### Short task:
Return every line below that contains the string "bottle", treating uppercase and lowercase as different.

**** Available records

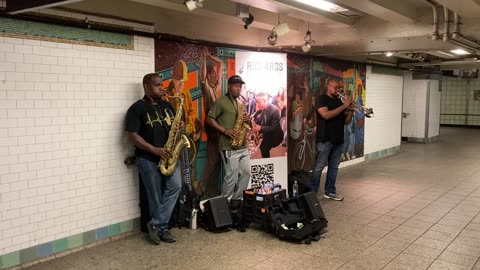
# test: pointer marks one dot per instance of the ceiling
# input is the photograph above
(365, 32)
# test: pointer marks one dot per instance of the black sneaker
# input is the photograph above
(154, 233)
(167, 237)
(333, 196)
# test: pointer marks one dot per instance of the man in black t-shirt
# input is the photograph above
(332, 115)
(149, 121)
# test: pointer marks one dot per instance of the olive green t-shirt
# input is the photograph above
(224, 110)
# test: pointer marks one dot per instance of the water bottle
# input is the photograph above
(193, 219)
(295, 189)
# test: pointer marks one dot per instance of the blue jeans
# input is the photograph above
(332, 153)
(237, 173)
(162, 191)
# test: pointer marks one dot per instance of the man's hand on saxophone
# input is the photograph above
(232, 133)
(246, 118)
(161, 152)
(181, 125)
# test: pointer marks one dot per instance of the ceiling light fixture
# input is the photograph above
(193, 4)
(323, 5)
(272, 38)
(309, 42)
(460, 52)
(281, 29)
(446, 54)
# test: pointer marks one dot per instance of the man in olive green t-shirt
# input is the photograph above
(236, 161)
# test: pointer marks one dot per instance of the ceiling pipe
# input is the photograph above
(446, 24)
(458, 36)
(435, 20)
(443, 63)
(462, 44)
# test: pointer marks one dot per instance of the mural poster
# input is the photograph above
(265, 76)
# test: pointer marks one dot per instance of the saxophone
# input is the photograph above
(241, 126)
(175, 142)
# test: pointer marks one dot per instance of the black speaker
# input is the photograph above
(216, 215)
(311, 206)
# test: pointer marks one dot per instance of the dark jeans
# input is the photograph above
(162, 191)
(332, 153)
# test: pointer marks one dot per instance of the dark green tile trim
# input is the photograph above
(382, 153)
(75, 241)
(424, 140)
(60, 245)
(114, 229)
(28, 254)
(136, 224)
(11, 259)
(126, 226)
(89, 237)
(45, 249)
(60, 33)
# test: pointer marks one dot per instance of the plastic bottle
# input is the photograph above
(295, 189)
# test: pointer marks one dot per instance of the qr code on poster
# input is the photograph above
(261, 174)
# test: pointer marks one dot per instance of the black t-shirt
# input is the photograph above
(152, 123)
(330, 130)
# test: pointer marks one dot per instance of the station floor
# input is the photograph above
(418, 209)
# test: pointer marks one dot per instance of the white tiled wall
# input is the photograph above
(458, 105)
(434, 109)
(384, 95)
(415, 106)
(453, 104)
(62, 142)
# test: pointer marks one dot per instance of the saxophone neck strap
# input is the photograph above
(234, 104)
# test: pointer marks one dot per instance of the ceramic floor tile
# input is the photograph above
(397, 266)
(457, 258)
(423, 251)
(420, 262)
(413, 210)
(439, 265)
(432, 243)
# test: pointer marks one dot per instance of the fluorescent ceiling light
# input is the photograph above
(323, 5)
(444, 53)
(459, 52)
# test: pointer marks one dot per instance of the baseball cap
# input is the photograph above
(235, 79)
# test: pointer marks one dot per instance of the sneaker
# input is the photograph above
(333, 196)
(167, 237)
(154, 233)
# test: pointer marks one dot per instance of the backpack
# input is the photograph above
(303, 180)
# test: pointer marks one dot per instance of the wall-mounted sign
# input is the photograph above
(476, 95)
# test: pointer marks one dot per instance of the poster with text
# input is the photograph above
(265, 76)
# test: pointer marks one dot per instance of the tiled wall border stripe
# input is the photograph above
(56, 247)
(382, 153)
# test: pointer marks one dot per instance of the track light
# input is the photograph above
(247, 20)
(272, 38)
(281, 29)
(193, 4)
(309, 42)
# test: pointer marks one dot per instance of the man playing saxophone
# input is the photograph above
(148, 123)
(223, 116)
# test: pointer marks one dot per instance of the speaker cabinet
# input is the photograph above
(217, 214)
(311, 206)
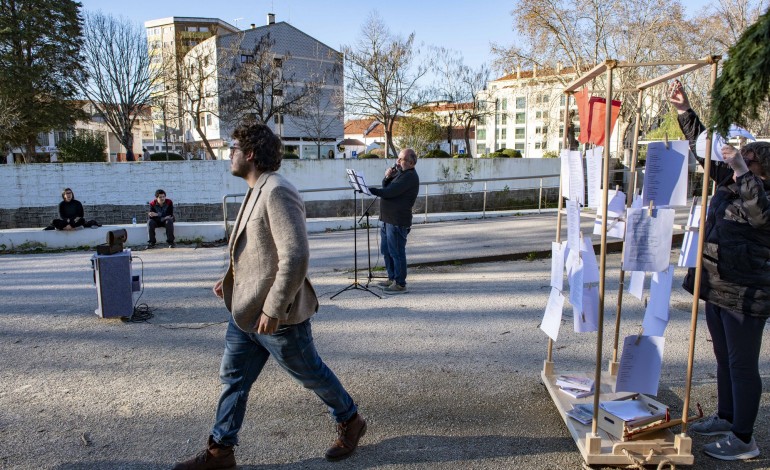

********

### Task output:
# test: pointer marks one dot per instance of the water bottle
# test: pointer marks one dot per instance of the plastic bottle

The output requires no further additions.